Segment Open

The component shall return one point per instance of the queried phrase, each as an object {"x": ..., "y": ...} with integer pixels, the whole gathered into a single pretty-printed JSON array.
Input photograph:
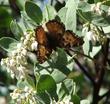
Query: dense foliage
[{"x": 74, "y": 75}]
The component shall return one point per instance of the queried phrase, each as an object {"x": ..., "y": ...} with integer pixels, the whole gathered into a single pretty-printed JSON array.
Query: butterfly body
[{"x": 55, "y": 36}]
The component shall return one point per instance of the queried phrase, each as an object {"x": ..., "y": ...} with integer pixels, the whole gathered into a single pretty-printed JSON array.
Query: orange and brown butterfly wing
[
  {"x": 41, "y": 36},
  {"x": 55, "y": 29},
  {"x": 70, "y": 40}
]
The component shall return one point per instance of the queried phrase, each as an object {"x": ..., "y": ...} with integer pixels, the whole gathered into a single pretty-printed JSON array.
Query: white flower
[
  {"x": 92, "y": 36},
  {"x": 19, "y": 45},
  {"x": 108, "y": 12},
  {"x": 24, "y": 52},
  {"x": 12, "y": 62}
]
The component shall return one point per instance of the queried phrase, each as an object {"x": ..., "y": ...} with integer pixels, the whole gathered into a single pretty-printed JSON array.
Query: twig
[
  {"x": 77, "y": 52},
  {"x": 101, "y": 73}
]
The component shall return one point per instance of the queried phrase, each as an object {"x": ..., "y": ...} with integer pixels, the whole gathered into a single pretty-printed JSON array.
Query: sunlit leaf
[{"x": 33, "y": 11}]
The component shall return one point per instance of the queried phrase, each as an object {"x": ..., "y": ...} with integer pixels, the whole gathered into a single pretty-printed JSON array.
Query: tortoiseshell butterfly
[{"x": 52, "y": 36}]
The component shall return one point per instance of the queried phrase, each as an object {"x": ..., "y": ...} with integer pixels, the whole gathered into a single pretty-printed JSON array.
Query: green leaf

Segment Closed

■ TASK TO COMPLETE ■
Set down all of the material word for word, minus its pictures.

■ EXERCISE ANSWER ■
The component shall return one point per instance of the queried phrase, each as an object {"x": ..., "y": ...} with integer pixels, the whole gathered into a single pretty-printed JSON array.
Input photograph:
Query: dense foliage
[{"x": 74, "y": 75}]
The component shall return one point per instance of the queried phrase, each as an object {"x": ..., "y": ...} with integer pixels, the whole gathered into a single pretty-printed JSON array.
Query: butterfly body
[{"x": 55, "y": 36}]
The component shall return one point per instance of the queried phrase, each as an object {"x": ..., "y": ...} with integer pixels, the whole gathered into a single pretty-printed JSON array.
Query: orange and brown butterfly wing
[
  {"x": 41, "y": 36},
  {"x": 55, "y": 29},
  {"x": 70, "y": 40}
]
The component shall return one point per instance of the queried phrase, each as an object {"x": ..., "y": ...} with integer pixels, the whole gathered into a single pretty-printed JSON array.
Query: white flower
[
  {"x": 92, "y": 36},
  {"x": 19, "y": 45},
  {"x": 108, "y": 12},
  {"x": 24, "y": 52},
  {"x": 12, "y": 62}
]
The component shall return one point per instance of the queried phrase, each as an object {"x": ..., "y": ...} with integer pixels, the whole gathered into a single pretty-printed JSON array.
Query: twig
[
  {"x": 77, "y": 52},
  {"x": 101, "y": 73}
]
The component shall return one point per instance of the queried phrase, each as an object {"x": ..., "y": ...} with integer pixels, the whole gathered into a single pretty-printed JSON array.
Query: sunlit leaf
[{"x": 33, "y": 11}]
The component shall return one point per instance of the queried phrase, each as an object {"x": ..., "y": ...} with integer pixels, the whole gathered into a single pretty-printed JSON array.
Query: tortoiseshell butterfly
[{"x": 52, "y": 36}]
The component shall return one point per instance of the queried phrase, each as an object {"x": ..., "y": ...} with integer pixels, the whole gathered into a single pretty-printed JSON array.
Query: green leaf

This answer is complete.